THE PROBLEM - What follows is a set of records; repeat all of them exactly.

--------

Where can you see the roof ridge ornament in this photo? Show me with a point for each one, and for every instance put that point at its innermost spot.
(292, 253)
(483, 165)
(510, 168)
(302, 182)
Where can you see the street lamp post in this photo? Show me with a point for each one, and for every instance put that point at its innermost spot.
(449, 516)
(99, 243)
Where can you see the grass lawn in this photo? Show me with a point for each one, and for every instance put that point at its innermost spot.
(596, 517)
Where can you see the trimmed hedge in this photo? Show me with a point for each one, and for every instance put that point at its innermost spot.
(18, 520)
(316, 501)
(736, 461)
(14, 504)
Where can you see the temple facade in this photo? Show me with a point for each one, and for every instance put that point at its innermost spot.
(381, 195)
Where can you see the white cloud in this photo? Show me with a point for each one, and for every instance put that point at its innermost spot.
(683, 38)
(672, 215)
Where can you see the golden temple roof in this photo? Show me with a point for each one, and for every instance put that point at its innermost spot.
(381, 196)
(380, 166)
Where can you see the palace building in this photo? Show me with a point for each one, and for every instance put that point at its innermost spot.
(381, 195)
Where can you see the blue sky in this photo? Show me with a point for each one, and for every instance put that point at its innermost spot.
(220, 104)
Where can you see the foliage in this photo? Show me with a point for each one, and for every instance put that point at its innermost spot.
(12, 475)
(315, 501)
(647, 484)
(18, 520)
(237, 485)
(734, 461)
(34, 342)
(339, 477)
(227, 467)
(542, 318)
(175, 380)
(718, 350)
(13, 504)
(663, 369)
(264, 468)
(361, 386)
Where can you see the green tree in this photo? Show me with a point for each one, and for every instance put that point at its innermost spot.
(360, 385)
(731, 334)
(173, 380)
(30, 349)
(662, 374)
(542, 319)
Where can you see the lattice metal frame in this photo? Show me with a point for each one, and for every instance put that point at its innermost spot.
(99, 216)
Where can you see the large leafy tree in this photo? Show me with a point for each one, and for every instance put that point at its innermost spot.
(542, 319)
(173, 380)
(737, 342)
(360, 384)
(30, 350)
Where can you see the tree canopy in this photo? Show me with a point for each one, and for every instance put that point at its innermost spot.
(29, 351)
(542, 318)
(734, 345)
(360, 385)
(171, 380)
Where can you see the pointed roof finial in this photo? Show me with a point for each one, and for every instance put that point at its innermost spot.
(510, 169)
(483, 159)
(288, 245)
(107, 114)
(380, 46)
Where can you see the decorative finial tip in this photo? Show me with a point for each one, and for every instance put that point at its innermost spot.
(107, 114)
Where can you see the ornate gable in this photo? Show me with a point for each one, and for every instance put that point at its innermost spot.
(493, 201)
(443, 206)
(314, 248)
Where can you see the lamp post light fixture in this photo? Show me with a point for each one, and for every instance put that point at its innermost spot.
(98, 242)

--------

ANSWER TO THIS TASK -
Where can you see the roof ridge ornament in this photo? Show me with a point for each one, and for every instance put that point at its innermost spot.
(292, 253)
(483, 165)
(510, 168)
(302, 182)
Where can you see the street lamp post in this photo? Show me with a point for each one, and for every instance put that point at its innermost spot.
(449, 516)
(99, 243)
Where can you see the grass lawn in this photo? Show me with a point for each one, and for every instance put that point at its innermost spot.
(596, 517)
Where can you see the trimmed hedge in this photo? Show me with a point for each one, and for every instance put that point at its innermost spot.
(18, 520)
(316, 501)
(736, 461)
(14, 504)
Where can you see the temple facade in this photo? Show me with a point for each one, and for every instance put that point at its innermost spot.
(381, 195)
Where can you see the white cloud in this photo? Show me with a point for each one, and for every instance put that point at its innermost spot.
(683, 38)
(672, 215)
Where can you see the golden temple roof in this photo? Show me with a point for each one, and for every instance put that point at its innermost spot.
(381, 196)
(380, 166)
Where can you see the palace building in this photo? Show me with a point for each one, and for every instance put that point at its innermost spot.
(381, 195)
Where can you see the blue sky in this photo? Show me with a point for each one, and for every instance put that point at its innermost spot.
(220, 104)
Where can you see the foliage in this photo? Show me with a point for each one, and for every instance put that point at its innermost spot.
(12, 475)
(315, 501)
(647, 484)
(18, 520)
(237, 485)
(734, 461)
(34, 342)
(339, 477)
(227, 467)
(542, 318)
(175, 380)
(718, 350)
(13, 504)
(663, 369)
(264, 468)
(361, 386)
Where can you see the green tree in this photo? Show me with a point for each one, and for every instance put that point at its innermost spot.
(360, 385)
(731, 334)
(173, 380)
(30, 349)
(662, 374)
(542, 319)
Where can you see the lattice metal frame in this photo? Show me with a point for each one, and for every instance put that point at its innermost spot.
(99, 216)
Where can you see the large leafy tree in this photo? Show me with a point for each one, and for every instance put that point at its innermost spot.
(542, 319)
(173, 380)
(737, 342)
(360, 384)
(30, 350)
Where can you see the tree canopy in this photo? Show me with a point for each one, and for every instance put that point at its innermost spot.
(29, 351)
(542, 318)
(734, 345)
(360, 385)
(171, 380)
Where can you see the pointed roof finial in this photo? Show me with a point for each one, and for every instance put that point at its innermost spot.
(510, 169)
(483, 159)
(288, 245)
(107, 114)
(380, 46)
Where can you see the decorative finial tip in this photo? Show me with a point for each one, and for every instance put that point at its innermost spot.
(107, 114)
Where can you see the ornate gable in this photo? Show me with a point for each one, and for every instance put that point at its innermost spot.
(493, 201)
(443, 206)
(314, 248)
Where can you see the lamp post light fixture in this photo? Show me with a point for each one, and for every instance put that point at its innermost spot.
(98, 242)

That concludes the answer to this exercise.